### What to produce
For the entries below, the result should be an exact transcription of the lines from the one with "positive clicks: (258, 201)" up to and including the one with "box: [233, 176, 276, 226]", and only those.

### The records
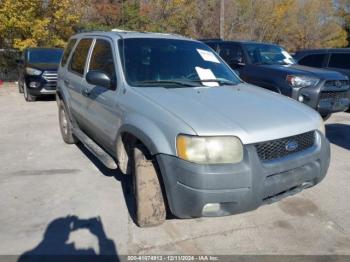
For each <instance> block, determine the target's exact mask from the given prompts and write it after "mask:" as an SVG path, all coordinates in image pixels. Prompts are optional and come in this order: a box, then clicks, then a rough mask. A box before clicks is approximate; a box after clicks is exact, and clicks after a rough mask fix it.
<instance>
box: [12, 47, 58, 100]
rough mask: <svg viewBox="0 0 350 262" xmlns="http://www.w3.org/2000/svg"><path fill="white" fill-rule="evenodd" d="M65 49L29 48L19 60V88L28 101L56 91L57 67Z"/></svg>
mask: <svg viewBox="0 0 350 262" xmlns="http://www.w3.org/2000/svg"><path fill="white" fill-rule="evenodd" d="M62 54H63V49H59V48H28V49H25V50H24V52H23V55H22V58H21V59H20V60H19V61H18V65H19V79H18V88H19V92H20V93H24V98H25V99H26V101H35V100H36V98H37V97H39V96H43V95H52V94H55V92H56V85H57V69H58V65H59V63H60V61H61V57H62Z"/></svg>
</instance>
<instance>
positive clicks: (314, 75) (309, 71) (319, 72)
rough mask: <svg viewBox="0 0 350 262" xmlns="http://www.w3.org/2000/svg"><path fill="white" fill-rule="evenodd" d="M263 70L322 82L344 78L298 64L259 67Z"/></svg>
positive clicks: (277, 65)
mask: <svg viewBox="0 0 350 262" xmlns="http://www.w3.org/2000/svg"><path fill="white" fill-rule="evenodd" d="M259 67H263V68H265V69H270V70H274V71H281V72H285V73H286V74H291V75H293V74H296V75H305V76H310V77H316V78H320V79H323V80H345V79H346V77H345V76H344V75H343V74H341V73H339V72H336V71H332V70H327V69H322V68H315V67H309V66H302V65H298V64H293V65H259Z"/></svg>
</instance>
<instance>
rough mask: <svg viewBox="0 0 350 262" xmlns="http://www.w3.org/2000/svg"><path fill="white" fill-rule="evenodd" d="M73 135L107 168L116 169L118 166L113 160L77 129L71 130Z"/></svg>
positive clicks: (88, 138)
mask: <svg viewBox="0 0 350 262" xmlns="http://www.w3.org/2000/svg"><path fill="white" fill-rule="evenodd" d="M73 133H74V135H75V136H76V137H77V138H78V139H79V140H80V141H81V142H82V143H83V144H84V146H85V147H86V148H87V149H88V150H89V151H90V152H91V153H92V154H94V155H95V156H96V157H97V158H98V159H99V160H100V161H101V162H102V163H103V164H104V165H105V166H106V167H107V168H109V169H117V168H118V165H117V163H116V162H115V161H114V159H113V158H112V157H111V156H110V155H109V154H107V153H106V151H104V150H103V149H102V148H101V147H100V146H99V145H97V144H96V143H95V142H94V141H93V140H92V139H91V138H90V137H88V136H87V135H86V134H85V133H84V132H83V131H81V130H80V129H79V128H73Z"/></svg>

==

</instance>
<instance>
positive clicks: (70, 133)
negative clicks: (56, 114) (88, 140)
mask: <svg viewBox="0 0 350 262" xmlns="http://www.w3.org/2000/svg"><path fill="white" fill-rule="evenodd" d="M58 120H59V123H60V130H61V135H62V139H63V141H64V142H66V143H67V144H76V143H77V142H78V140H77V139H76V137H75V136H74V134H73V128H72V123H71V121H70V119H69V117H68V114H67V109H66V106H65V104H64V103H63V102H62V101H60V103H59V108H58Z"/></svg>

...

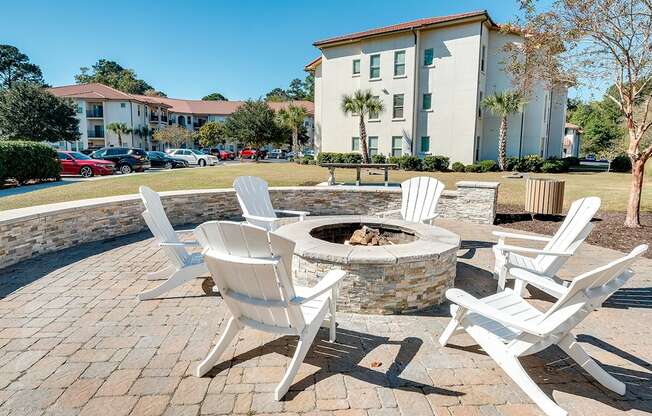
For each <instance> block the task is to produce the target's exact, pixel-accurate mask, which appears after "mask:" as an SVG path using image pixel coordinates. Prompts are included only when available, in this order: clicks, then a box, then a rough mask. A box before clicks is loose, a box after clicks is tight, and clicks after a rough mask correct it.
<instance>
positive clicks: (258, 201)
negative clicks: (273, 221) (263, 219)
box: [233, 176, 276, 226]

### Finished task
positive clicks: (258, 201)
negative clicks: (273, 221) (263, 219)
box: [233, 176, 276, 226]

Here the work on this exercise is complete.